> _Activity_
Could you please retype all of the entries exactly as they appear?

--- Extracted material Enclosed Below ---

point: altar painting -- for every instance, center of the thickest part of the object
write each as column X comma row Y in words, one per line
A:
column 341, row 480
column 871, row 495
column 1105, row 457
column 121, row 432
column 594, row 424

--- End of Enclosed Extracted material ---

> _Output of the exercise_
point: altar painting -- for every instance, center of the thickest part of the object
write each as column X comma row Y in words, one per line
A:
column 341, row 480
column 871, row 495
column 1105, row 457
column 121, row 432
column 594, row 424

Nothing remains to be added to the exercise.